TASK TO CARRY OUT:
Output every line of the entries from the line containing "Where can the wheel" through the last, exactly, with no other content.

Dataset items
+===+
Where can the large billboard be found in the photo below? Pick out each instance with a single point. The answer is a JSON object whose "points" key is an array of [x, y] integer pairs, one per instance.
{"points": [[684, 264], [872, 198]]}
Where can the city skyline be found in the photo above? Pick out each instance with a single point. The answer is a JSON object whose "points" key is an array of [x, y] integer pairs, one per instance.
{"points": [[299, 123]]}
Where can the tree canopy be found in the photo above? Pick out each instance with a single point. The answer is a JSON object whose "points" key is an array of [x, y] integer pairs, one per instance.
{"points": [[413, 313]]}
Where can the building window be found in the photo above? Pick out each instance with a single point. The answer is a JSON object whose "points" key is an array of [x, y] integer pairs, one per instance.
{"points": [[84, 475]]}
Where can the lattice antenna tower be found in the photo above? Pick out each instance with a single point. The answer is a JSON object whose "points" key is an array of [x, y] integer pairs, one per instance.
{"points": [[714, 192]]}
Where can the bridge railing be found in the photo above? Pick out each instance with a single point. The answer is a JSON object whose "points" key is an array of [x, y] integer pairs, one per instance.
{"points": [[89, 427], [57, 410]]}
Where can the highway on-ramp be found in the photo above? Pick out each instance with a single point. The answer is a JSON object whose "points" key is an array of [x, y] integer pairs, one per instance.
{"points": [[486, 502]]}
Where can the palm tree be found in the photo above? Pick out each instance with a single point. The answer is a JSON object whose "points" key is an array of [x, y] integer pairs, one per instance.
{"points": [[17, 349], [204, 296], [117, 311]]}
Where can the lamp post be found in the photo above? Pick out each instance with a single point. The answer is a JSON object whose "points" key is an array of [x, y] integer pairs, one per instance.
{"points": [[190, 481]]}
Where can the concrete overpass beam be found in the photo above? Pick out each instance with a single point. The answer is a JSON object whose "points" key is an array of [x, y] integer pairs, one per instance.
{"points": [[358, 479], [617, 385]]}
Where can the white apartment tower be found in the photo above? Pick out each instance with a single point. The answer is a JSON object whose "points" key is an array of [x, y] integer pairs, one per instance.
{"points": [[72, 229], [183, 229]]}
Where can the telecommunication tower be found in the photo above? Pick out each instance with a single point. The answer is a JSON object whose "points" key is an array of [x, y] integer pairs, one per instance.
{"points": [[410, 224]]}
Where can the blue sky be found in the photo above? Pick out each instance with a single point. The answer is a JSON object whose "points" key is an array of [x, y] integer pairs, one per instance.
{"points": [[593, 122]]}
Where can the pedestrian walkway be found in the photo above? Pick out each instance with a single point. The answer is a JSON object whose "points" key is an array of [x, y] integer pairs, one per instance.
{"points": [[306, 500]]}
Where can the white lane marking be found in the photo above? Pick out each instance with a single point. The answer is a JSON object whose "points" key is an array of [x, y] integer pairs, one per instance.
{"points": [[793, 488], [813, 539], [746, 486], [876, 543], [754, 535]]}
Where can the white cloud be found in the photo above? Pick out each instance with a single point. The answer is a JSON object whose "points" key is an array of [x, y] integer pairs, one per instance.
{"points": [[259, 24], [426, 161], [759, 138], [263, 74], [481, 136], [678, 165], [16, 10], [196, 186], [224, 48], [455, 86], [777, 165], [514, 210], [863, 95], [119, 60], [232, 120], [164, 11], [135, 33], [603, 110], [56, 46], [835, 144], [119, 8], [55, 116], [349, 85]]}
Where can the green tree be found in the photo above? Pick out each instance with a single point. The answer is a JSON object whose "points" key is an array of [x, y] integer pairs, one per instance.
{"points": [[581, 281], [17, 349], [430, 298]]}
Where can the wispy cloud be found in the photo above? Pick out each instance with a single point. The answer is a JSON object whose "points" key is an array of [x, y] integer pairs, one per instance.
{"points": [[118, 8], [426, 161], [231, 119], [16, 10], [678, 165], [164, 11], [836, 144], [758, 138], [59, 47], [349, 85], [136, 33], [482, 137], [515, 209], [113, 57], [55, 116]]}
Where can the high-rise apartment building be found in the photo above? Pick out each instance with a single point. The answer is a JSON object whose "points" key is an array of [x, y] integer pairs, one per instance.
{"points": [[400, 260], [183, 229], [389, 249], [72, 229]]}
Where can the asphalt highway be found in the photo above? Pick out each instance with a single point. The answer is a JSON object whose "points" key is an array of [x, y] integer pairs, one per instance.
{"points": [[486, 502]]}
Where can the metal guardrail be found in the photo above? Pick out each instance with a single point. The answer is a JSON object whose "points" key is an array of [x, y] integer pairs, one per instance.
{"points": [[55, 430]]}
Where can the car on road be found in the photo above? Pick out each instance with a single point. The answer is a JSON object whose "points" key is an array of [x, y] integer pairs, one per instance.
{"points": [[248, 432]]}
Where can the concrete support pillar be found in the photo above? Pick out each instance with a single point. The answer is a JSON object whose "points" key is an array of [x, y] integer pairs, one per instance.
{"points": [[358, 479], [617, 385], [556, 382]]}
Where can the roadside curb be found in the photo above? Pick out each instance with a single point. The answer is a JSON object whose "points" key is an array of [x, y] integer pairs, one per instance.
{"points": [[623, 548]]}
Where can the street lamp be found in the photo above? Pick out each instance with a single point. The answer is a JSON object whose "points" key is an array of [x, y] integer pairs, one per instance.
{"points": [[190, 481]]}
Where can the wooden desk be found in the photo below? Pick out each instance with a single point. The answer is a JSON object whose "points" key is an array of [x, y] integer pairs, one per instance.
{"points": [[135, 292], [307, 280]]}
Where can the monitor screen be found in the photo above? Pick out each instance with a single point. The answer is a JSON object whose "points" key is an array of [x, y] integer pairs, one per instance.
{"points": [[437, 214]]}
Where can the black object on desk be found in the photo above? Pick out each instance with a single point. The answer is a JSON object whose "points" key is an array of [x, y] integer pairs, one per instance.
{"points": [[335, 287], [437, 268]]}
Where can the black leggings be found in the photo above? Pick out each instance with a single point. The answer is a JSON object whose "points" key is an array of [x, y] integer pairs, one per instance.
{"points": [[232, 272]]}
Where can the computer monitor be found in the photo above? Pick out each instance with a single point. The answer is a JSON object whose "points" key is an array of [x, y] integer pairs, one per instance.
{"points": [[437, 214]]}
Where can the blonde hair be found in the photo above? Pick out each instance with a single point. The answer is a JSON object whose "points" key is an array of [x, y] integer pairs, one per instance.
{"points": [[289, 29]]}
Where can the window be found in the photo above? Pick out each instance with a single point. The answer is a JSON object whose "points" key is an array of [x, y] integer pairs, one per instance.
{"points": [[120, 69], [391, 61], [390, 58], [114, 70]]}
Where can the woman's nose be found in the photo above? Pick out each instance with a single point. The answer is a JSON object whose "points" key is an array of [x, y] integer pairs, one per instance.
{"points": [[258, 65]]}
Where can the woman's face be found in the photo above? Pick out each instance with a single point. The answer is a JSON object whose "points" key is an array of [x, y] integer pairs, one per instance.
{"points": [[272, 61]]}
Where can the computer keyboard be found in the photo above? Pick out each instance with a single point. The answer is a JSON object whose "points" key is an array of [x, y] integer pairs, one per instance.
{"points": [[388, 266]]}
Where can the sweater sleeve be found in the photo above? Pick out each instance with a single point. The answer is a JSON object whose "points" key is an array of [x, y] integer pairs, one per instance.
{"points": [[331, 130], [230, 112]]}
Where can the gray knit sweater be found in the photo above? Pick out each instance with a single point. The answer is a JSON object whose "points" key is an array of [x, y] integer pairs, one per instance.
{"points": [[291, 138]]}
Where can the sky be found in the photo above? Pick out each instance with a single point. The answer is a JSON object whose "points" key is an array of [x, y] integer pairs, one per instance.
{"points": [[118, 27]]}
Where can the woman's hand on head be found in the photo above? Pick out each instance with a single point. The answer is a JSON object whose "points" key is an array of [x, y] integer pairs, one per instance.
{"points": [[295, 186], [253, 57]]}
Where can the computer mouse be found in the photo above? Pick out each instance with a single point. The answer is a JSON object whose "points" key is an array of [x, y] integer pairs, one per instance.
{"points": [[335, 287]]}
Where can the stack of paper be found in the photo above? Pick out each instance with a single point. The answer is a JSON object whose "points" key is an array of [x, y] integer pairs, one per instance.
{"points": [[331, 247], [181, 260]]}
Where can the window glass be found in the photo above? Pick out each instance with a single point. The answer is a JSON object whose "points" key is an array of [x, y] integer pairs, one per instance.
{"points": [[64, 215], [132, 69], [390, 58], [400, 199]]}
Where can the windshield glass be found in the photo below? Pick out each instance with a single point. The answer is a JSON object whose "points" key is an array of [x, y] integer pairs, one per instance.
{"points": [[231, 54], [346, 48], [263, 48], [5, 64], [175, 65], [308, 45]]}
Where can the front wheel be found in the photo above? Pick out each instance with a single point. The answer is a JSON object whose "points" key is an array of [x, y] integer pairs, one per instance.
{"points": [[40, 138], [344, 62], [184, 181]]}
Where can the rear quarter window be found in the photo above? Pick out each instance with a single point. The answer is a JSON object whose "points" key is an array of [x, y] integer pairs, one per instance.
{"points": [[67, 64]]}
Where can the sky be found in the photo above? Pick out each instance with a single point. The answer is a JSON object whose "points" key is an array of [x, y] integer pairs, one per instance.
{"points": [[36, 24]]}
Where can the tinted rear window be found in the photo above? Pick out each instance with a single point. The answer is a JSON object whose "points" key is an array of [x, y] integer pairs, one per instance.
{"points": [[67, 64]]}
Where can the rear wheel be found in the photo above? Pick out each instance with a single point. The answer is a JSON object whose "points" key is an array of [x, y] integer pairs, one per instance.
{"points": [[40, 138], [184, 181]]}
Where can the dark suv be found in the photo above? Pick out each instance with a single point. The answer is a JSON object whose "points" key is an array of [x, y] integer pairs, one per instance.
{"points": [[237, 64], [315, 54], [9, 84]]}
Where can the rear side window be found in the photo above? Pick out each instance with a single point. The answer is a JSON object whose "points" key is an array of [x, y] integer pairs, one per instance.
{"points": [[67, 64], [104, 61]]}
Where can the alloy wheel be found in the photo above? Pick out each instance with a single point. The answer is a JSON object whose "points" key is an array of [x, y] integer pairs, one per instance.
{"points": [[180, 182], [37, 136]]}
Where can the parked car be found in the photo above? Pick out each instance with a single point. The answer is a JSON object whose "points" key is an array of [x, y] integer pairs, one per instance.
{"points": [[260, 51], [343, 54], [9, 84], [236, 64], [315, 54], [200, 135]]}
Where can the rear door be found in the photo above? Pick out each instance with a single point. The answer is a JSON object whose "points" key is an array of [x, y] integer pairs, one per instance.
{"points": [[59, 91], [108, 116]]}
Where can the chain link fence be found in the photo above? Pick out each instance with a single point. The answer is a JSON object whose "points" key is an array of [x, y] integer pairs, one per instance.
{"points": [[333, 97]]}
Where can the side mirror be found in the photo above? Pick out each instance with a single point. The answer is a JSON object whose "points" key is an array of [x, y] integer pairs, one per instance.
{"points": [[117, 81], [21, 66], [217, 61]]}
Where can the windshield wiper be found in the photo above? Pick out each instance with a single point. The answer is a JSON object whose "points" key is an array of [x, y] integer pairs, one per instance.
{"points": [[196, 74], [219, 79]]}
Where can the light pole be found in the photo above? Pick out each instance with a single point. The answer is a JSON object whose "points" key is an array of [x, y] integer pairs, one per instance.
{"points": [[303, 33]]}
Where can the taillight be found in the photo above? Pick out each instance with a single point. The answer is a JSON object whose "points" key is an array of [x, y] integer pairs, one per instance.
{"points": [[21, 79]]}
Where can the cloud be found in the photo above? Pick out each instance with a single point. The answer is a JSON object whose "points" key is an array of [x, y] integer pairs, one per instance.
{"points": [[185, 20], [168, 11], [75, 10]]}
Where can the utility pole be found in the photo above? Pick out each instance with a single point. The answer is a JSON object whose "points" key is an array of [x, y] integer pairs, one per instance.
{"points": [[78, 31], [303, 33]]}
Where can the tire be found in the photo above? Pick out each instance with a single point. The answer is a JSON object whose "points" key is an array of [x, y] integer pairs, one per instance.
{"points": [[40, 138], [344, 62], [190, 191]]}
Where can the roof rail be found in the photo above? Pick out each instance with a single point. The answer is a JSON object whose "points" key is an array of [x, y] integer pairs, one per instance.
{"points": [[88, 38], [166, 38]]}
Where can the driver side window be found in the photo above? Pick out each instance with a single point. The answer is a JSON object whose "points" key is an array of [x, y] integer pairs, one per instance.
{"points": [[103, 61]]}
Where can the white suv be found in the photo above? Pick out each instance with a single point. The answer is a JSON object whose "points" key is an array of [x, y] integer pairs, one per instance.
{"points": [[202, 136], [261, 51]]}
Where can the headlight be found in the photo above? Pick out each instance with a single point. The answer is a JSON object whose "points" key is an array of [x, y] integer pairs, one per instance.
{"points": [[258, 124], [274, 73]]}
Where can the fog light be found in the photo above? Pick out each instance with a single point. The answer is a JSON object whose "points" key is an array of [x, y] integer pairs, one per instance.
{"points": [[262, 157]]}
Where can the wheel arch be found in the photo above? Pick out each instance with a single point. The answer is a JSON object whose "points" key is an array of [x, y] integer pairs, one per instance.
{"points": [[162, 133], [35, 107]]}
+===+
EXPECTED ANSWER:
Where can the wheel arch be found in the photo above? Pick out each instance with a single point. The answer is a JSON object whose "points" key is an array of [x, y] integer pairs, one per instance.
{"points": [[162, 133], [35, 107]]}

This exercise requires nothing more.